CONSIGNA:
Devuelve cada línea del listado en la que aparezca la palabra "mascot".

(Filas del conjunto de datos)

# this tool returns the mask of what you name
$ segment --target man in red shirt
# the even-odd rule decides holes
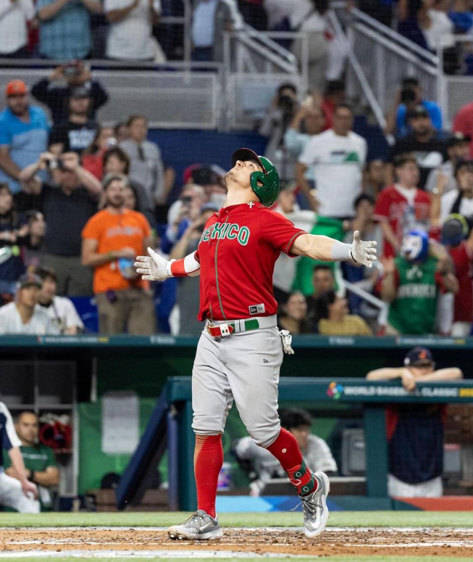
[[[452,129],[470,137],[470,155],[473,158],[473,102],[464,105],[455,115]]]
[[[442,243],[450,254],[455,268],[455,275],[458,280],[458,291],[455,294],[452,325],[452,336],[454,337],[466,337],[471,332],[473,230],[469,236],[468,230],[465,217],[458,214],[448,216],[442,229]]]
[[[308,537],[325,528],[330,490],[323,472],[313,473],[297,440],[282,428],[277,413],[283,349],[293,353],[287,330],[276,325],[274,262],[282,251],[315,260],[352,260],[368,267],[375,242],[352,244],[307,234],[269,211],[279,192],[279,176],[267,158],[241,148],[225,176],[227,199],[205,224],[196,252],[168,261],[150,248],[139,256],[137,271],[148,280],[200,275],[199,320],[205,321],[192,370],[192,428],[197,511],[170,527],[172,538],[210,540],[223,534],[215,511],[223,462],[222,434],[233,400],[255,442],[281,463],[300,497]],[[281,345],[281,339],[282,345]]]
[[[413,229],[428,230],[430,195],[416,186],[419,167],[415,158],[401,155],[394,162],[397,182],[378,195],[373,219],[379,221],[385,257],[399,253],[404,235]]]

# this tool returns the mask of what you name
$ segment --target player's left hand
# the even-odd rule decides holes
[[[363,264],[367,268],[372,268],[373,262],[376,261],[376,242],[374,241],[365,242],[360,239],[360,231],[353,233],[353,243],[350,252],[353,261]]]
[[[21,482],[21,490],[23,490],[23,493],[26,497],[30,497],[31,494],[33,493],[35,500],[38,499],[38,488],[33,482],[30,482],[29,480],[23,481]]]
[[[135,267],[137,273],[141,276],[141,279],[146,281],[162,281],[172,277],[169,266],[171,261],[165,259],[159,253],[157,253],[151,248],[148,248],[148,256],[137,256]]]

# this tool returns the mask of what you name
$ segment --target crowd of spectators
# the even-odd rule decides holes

* * *

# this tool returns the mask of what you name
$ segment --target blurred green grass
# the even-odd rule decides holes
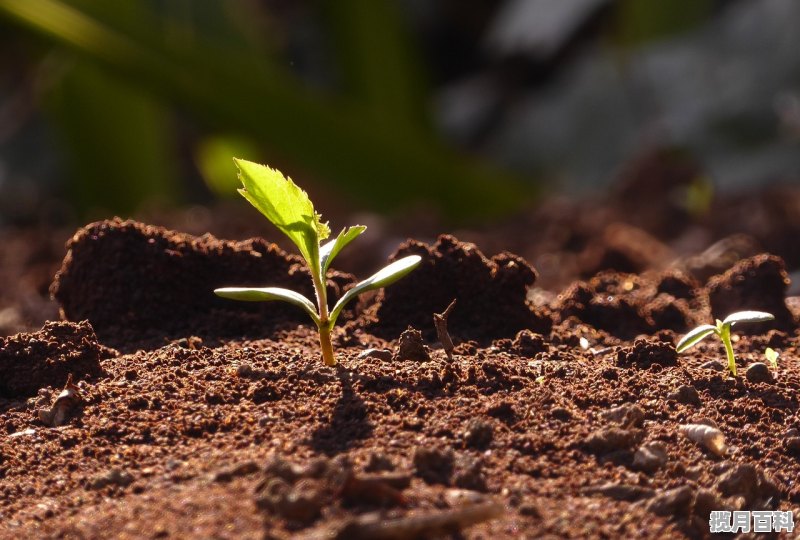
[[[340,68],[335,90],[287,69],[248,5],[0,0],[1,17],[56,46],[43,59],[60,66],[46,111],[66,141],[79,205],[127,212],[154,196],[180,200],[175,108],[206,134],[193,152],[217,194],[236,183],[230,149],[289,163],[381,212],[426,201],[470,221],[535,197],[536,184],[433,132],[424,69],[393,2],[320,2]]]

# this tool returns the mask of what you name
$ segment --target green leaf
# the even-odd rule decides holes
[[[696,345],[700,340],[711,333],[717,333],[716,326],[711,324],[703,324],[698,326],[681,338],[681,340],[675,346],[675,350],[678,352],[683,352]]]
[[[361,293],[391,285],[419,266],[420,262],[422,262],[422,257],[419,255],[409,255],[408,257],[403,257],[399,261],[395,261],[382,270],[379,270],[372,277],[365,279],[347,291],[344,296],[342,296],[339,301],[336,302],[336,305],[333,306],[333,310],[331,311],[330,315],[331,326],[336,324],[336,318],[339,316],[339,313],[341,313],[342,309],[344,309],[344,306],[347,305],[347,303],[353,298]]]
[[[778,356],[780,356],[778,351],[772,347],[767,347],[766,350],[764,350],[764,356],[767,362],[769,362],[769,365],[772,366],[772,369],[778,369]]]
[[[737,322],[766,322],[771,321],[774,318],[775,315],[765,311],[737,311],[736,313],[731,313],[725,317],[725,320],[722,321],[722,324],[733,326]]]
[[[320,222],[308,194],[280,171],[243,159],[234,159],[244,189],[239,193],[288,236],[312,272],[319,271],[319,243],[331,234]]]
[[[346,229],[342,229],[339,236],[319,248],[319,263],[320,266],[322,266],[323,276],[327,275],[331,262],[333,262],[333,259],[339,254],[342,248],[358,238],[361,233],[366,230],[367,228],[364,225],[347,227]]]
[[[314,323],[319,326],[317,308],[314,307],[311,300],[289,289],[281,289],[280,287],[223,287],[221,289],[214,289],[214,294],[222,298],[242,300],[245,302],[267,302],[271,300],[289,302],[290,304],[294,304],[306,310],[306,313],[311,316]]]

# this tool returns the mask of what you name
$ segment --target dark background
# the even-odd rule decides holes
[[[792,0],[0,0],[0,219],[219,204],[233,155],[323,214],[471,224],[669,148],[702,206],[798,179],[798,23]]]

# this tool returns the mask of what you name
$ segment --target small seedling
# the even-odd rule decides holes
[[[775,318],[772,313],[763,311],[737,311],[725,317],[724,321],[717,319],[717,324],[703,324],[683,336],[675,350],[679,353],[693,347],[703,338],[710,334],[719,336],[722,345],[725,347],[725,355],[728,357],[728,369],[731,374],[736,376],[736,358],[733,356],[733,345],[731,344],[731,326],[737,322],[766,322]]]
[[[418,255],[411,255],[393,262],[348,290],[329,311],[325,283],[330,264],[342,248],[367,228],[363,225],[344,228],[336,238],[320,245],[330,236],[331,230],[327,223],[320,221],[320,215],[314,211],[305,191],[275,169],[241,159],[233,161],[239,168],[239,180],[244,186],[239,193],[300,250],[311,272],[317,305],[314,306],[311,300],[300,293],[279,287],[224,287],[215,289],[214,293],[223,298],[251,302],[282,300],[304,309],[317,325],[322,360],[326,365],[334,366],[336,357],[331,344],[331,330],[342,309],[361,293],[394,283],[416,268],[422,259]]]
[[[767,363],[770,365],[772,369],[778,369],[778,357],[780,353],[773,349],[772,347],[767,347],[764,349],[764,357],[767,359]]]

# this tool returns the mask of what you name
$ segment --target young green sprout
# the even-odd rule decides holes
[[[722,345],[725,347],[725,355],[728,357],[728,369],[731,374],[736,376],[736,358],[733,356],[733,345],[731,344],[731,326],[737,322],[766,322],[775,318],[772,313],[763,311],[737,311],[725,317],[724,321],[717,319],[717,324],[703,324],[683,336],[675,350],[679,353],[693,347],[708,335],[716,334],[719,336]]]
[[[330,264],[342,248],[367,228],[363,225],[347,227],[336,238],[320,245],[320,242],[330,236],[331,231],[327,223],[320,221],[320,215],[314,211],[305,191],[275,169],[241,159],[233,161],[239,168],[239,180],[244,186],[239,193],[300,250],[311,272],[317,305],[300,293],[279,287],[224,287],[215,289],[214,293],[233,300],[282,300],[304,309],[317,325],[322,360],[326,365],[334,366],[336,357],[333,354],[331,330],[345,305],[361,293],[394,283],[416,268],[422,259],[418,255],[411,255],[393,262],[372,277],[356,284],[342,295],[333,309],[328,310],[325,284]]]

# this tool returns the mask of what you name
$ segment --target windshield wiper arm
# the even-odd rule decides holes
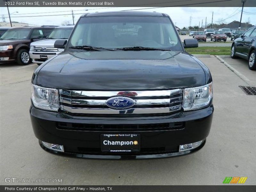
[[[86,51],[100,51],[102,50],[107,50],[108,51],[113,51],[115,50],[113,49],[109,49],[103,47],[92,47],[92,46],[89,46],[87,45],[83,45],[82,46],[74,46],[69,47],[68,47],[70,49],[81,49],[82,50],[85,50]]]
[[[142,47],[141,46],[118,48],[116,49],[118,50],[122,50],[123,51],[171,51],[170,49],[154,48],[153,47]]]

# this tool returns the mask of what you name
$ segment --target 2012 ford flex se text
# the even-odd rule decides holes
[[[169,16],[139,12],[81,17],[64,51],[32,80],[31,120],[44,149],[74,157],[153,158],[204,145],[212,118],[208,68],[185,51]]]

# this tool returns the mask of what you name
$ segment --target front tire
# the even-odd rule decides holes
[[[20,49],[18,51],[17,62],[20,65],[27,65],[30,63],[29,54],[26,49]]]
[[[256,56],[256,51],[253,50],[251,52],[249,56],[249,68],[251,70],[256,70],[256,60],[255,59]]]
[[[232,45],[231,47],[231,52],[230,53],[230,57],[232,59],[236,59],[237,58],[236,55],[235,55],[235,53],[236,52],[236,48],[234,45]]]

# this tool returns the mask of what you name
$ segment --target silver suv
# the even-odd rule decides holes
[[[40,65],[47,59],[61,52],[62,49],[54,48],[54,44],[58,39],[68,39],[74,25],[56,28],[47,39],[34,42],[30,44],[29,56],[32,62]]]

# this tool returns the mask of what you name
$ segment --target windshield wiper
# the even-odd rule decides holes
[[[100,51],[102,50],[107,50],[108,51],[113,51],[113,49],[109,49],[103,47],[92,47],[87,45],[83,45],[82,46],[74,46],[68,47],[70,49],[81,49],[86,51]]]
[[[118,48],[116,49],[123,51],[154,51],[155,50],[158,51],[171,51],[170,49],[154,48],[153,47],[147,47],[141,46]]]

--

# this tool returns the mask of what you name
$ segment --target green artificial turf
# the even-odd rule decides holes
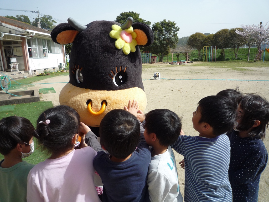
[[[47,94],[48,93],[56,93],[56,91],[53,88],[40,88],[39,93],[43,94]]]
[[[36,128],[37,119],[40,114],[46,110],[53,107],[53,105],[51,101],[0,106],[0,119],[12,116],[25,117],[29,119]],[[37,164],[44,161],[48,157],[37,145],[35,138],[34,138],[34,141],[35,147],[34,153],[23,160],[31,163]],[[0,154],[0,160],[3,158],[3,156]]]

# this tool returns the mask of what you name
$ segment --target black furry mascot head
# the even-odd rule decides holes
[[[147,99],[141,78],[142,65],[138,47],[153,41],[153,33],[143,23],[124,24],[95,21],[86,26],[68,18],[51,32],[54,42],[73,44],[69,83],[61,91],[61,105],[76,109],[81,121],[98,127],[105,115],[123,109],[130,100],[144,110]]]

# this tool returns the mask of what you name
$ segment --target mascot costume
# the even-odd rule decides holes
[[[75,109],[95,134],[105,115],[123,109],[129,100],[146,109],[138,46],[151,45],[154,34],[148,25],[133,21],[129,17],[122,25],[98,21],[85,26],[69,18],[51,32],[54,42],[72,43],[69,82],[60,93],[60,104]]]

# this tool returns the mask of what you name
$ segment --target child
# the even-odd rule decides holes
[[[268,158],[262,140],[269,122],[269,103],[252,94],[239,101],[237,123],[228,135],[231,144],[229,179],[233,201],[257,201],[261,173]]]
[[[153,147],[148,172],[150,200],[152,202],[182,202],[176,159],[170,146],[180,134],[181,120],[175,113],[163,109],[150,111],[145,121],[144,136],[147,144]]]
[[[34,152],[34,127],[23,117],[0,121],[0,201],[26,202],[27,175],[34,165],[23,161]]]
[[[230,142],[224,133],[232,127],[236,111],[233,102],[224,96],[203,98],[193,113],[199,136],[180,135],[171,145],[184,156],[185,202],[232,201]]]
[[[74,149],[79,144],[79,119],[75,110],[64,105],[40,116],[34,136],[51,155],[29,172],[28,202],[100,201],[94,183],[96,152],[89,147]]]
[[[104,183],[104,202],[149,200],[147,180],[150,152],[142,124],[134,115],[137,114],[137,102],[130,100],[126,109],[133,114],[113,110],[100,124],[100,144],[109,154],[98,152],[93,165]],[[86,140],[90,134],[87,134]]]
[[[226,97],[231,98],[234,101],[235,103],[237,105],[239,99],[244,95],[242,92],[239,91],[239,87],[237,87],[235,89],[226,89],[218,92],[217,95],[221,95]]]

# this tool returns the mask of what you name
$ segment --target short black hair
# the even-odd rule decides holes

SOLUCIÓN:
$ segment --target black furry mascot head
$ segment --target mascot costume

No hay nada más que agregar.